┌─ Records supplied

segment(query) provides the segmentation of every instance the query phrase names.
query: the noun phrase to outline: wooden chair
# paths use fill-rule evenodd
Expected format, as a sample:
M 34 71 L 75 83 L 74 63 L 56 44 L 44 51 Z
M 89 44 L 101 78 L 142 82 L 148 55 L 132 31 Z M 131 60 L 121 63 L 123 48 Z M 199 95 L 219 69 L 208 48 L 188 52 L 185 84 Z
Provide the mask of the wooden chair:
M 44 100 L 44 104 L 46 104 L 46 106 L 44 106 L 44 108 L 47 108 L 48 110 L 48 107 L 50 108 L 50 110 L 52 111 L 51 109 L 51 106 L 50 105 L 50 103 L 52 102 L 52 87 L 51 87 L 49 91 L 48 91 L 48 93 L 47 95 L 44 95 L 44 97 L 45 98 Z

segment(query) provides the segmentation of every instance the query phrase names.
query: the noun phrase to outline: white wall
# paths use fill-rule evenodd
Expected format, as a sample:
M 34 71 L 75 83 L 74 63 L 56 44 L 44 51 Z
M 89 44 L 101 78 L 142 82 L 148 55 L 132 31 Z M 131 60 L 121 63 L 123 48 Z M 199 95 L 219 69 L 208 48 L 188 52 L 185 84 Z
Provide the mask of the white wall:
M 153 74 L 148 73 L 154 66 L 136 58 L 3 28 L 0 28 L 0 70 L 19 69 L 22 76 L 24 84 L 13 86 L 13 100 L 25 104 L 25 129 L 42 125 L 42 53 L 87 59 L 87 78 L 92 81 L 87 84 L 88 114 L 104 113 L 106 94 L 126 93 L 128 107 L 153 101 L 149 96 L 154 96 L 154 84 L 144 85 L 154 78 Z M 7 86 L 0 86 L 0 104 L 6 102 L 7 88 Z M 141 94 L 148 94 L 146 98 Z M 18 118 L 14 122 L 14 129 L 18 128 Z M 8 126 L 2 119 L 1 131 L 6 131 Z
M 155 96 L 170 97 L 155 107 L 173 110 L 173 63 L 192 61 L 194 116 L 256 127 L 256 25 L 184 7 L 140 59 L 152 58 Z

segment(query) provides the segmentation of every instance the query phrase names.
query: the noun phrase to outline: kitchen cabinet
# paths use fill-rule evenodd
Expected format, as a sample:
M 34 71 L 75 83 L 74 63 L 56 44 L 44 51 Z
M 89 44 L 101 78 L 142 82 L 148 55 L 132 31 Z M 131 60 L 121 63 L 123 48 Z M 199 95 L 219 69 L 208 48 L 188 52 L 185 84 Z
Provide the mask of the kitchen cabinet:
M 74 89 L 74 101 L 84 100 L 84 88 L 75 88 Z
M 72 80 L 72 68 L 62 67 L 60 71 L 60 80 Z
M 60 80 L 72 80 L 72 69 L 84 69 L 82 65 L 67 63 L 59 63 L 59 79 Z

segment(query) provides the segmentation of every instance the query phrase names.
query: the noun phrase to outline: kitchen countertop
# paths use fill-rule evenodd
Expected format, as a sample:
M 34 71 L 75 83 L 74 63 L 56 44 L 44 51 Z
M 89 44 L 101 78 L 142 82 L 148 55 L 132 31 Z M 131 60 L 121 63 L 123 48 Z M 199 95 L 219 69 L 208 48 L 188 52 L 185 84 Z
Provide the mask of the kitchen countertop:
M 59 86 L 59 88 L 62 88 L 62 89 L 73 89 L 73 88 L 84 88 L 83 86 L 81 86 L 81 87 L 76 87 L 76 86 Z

└─

• Requirements:
Rewrite the records, replacing "Expected format" with "Required format" everywhere and leaving everything else unchanged.

• Task output:
segment(query) provides the segmentation of every instance the query phrase names.
query: the noun phrase to outline: wooden chair
# paths use fill-rule evenodd
Required format, as a sample:
M 34 71 L 75 83 L 74 63 L 56 44 L 44 51 Z
M 89 44 L 101 78 L 142 82 L 148 55 L 132 31 Z M 131 60 L 121 63 L 123 48 Z M 199 95 L 219 69 L 208 48 L 188 52 L 185 84 Z
Provide the mask of the wooden chair:
M 44 100 L 44 104 L 46 104 L 46 106 L 44 106 L 44 108 L 47 108 L 48 110 L 48 107 L 50 108 L 50 110 L 52 111 L 51 109 L 51 106 L 50 105 L 50 103 L 52 102 L 52 87 L 51 87 L 49 91 L 48 91 L 48 93 L 47 95 L 44 95 L 44 97 L 45 98 Z

segment(query) provides the segmentation of every instance the query phrase names.
query: the noun phrase to outline: white wall
# paths use fill-rule evenodd
Required format, as a sample:
M 34 71 L 75 83 L 74 63 L 56 44 L 44 51 Z
M 89 44 L 101 78 L 142 82 L 148 55 L 132 31 Z M 131 60 L 121 63 L 123 48 Z M 199 95 L 219 69 L 208 48 L 188 52 L 185 84 Z
Provide the mask of the white wall:
M 153 74 L 148 73 L 154 66 L 136 58 L 3 28 L 0 28 L 0 70 L 19 69 L 22 76 L 24 84 L 13 86 L 13 100 L 25 104 L 25 129 L 42 125 L 42 53 L 87 59 L 87 78 L 92 81 L 87 84 L 88 114 L 104 113 L 106 94 L 126 93 L 128 107 L 153 101 L 149 96 L 154 96 L 154 84 L 144 85 L 154 78 Z M 7 86 L 0 86 L 0 104 L 6 102 L 7 88 Z M 141 94 L 148 94 L 146 98 Z M 18 118 L 14 122 L 14 129 L 18 128 Z M 8 126 L 2 119 L 1 131 L 6 131 Z
M 155 96 L 170 97 L 155 107 L 173 110 L 173 63 L 192 61 L 194 116 L 256 127 L 256 25 L 184 7 L 140 59 L 152 58 Z

segment(query) provides the segmentation of every instance the query phrase names.
query: the noun phrase to outline: kitchen cabinet
# paths use fill-rule evenodd
Required format, as a sample:
M 34 71 L 75 83 L 74 63 L 56 44 L 44 51 Z
M 89 44 L 101 78 L 142 82 L 148 55 L 132 31 Z M 131 60 L 121 63 L 123 48 Z M 199 95 L 219 69 L 208 48 L 188 52 L 185 84 Z
Provide the mask of the kitchen cabinet:
M 74 89 L 74 101 L 84 100 L 84 88 L 75 88 Z
M 72 80 L 72 68 L 62 67 L 60 71 L 60 80 Z
M 60 80 L 72 80 L 72 69 L 84 69 L 82 65 L 67 63 L 59 63 L 59 79 Z

segment(query) provides the segmentation of every instance the query phrase names.
query: the noun phrase to outline: kitchen countertop
# paths use fill-rule evenodd
Required format, as a sample:
M 34 71 L 75 83 L 74 63 L 56 44 L 44 51 Z
M 89 44 L 101 78 L 142 82 L 148 55 L 132 31 Z M 131 60 L 121 63 L 123 48 Z M 199 95 L 219 69 L 208 48 L 188 52 L 185 84 Z
Provide the mask of the kitchen countertop:
M 59 86 L 59 88 L 62 88 L 62 89 L 73 89 L 73 88 L 84 88 L 83 86 L 81 86 L 81 87 L 76 87 L 76 86 Z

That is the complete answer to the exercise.